[Dataset items]
--------------------------------------------------
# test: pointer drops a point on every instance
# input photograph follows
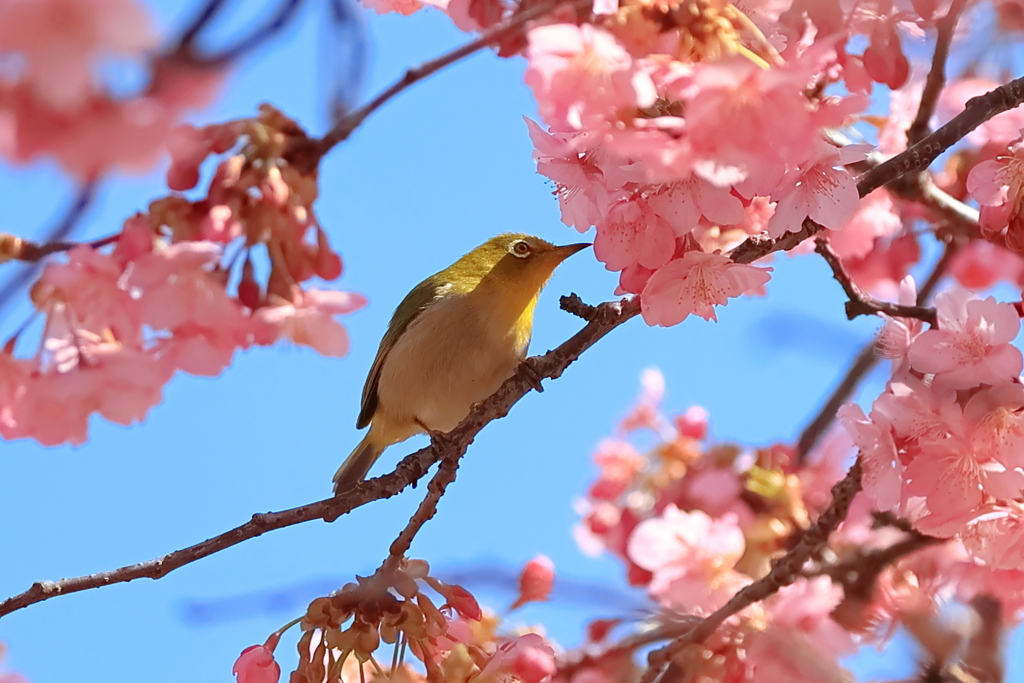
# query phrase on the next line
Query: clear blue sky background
(434, 173)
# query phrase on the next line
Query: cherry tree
(695, 140)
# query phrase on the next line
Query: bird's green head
(511, 259)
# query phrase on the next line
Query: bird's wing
(410, 308)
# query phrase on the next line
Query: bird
(451, 343)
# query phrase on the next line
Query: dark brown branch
(606, 317)
(15, 249)
(936, 79)
(783, 571)
(65, 227)
(859, 303)
(450, 454)
(306, 155)
(913, 160)
(862, 365)
(858, 575)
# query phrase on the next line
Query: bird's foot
(439, 441)
(529, 371)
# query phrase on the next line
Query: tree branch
(450, 454)
(784, 571)
(863, 304)
(606, 317)
(936, 79)
(15, 248)
(862, 365)
(305, 155)
(915, 159)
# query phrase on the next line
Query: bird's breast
(454, 354)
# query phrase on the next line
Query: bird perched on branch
(451, 343)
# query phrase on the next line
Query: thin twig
(306, 154)
(858, 574)
(450, 454)
(66, 226)
(936, 79)
(862, 365)
(16, 249)
(859, 303)
(915, 159)
(606, 317)
(784, 571)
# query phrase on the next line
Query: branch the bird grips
(454, 339)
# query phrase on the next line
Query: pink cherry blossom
(876, 217)
(646, 413)
(694, 284)
(309, 321)
(60, 41)
(581, 185)
(683, 203)
(884, 57)
(883, 471)
(897, 334)
(92, 286)
(802, 642)
(972, 344)
(691, 556)
(998, 186)
(819, 189)
(949, 480)
(582, 76)
(528, 658)
(997, 537)
(632, 232)
(536, 582)
(619, 463)
(256, 664)
(404, 7)
(994, 425)
(981, 264)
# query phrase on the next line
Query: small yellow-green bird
(451, 343)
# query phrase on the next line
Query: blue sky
(435, 172)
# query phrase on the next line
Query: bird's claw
(528, 371)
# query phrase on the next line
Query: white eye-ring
(520, 249)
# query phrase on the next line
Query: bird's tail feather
(354, 469)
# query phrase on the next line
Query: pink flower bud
(256, 664)
(536, 582)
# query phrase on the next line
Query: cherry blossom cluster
(943, 444)
(695, 521)
(454, 641)
(52, 101)
(179, 289)
(680, 128)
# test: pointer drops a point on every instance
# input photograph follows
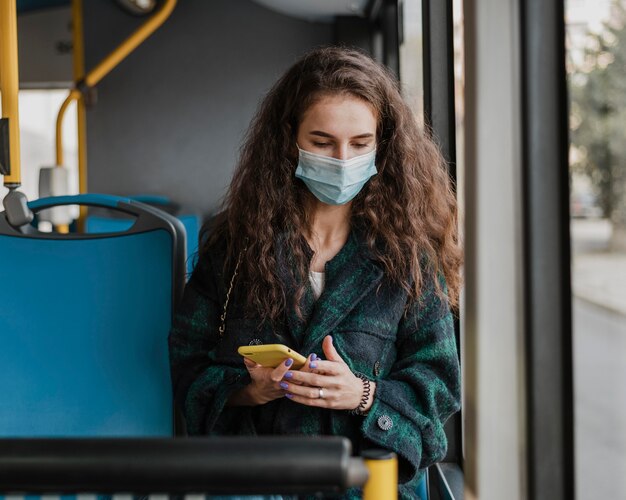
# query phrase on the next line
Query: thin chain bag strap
(222, 327)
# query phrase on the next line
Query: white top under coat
(317, 283)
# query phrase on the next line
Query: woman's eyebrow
(330, 136)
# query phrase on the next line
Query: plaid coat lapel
(350, 276)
--------------------------------------------------
### Assigned task
Restate every line above exactly, omitting images.

### Response box
# test: pointer drops a point on every instance
# input photograph follows
# query phrase on the next line
Query: clear blue sky background
(434, 173)
# query phrase on the next line
Query: cherry tree
(695, 140)
# query phrase on the next line
Query: bird's green head
(511, 259)
# query phrase on the next line
Query: bird's wing
(410, 308)
# query phrase on the next line
Query: bird
(451, 343)
# query phrase on the next line
Query: dark brown branch
(606, 317)
(15, 249)
(936, 79)
(783, 571)
(65, 227)
(859, 303)
(450, 454)
(306, 155)
(913, 160)
(862, 365)
(858, 575)
# query phrase on the next line
Query: bird's foot
(439, 441)
(529, 371)
# query phrase on the next line
Query: tree branch
(450, 454)
(784, 571)
(863, 304)
(606, 317)
(936, 79)
(15, 248)
(862, 365)
(305, 155)
(915, 159)
# query phrase on the next line
Query: bird's breast
(454, 354)
# query phrase on the next line
Query: bird perched on branch
(451, 343)
# query phrase on the next line
Query: thin twig
(306, 154)
(858, 574)
(450, 454)
(66, 226)
(936, 79)
(862, 365)
(16, 249)
(859, 303)
(915, 159)
(606, 317)
(784, 571)
# query phrase on the next line
Query: branch the bird grips
(454, 339)
# query phrase on the next line
Query: pink cherry blossom
(876, 217)
(646, 413)
(694, 284)
(309, 321)
(60, 41)
(581, 185)
(683, 203)
(884, 57)
(883, 471)
(897, 334)
(92, 286)
(802, 642)
(972, 344)
(691, 556)
(998, 186)
(819, 189)
(949, 480)
(582, 76)
(528, 658)
(997, 537)
(632, 232)
(536, 582)
(619, 463)
(256, 664)
(404, 7)
(994, 425)
(981, 264)
# query phrase on the next line
Query: small yellow-green bird
(451, 343)
# query phrase on the next line
Query: blue sky
(435, 172)
# query phrase on the next line
Query: bird's claw
(528, 371)
# query phrase on the next line
Query: white eye-ring
(520, 249)
# query phrase on the next line
Query: bird's tail feather
(354, 469)
# query phrase on the next line
Query: pink flower bud
(256, 664)
(536, 582)
# query phrase on the next line
Query: cherry blossom cluster
(943, 444)
(695, 521)
(454, 641)
(52, 101)
(179, 289)
(680, 128)
# test: pointer drops a point on every instance
# input photograph follows
# query phrase on the next line
Query: thin chain bag strap
(222, 327)
# query phrase on the next line
Query: white top under coat
(317, 283)
# query phrase on the next line
Query: woman's eyebrow
(330, 136)
# query phrase on the next line
Query: plaid coat lapel
(350, 276)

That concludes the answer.